Using the article on ignoring someone you don't like, answer yes or no to each statement and quote the words of the article that decide it. 1. The article says learning to ignore someone you don't like is easier than it sounds in real life. 2. The article mentions a friend spreading a rumor about you as a possible reason to ignore them. 3. The article says we are all wired to want to be liked.

[BEGIN Excerpt]

Saturday 13 November 2021

How to Ignore Someone You Don’t Like Without a Stressful Drama

Knowing how to ignore someone can undoubtedly come in handy sometimes. Especially when there’s someone you don’t like, it’s best just to ignore them.

How to Ignore Someone You Don't Like

The secret to understanding how to ignore someone you don’t like isn’t like ignoring an actor you don’t like. You can’t just change the channel and avoid them. Learning how to ignore someone you don’t like is harder than it sounds in real life.

You think you don’t like someone, so ignoring them should be easy as pie, but it is human nature not to do that. We’re all wired to want to be liked, so as much as we say we want to ignore someone, it’s not always that easy. Strangely when we don’t like something, we get sucked into that dislike, annoyance, or even hate.

You end up resenting them or even being angry at them, which are emotions that are exhausting to hold around. But it doesn’t have to be that way. You can ignore someone even without the drama and negativity that comes with it. [Read: How to ditch the bad company in your life]

Why would you want to ignore someone?

There are several reasons you’d want to ignore someone, one of them being not liking the person. Whether it’s a coworker, a friend, or even an acquaintance, you’re ignoring them because you don’t like them as a person. That’s a valid reason. Again, we don’t always like the people we meet or come across with.

Sometimes, we find their personalities annoying and unbearable, and it’s best to cut ties. Another reason could be they did something bad to really disappoint you. If it’s a friend, maybe they spread a rumor about you, or they backstabbed you.

If it’s someone you dated, well, obviously you’d only ignore them because they broke your heart and want nothing to do with them any longer.

[END Excerpt]
[BEGIN Data extract]

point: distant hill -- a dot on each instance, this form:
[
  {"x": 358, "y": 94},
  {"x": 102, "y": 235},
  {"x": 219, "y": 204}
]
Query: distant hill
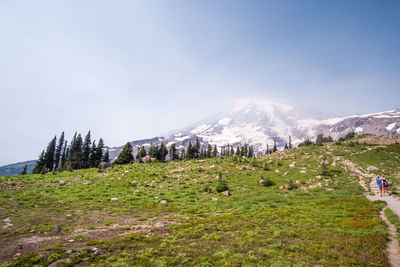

[END Data extract]

_Complete output_:
1. No: "Learning how to ignore someone you don’t like is harder than it sounds in real life."
2. Yes: "If it’s a friend, maybe they spread a rumor about you, or they backstabbed you."
3. Yes: "We’re all wired to want to be liked"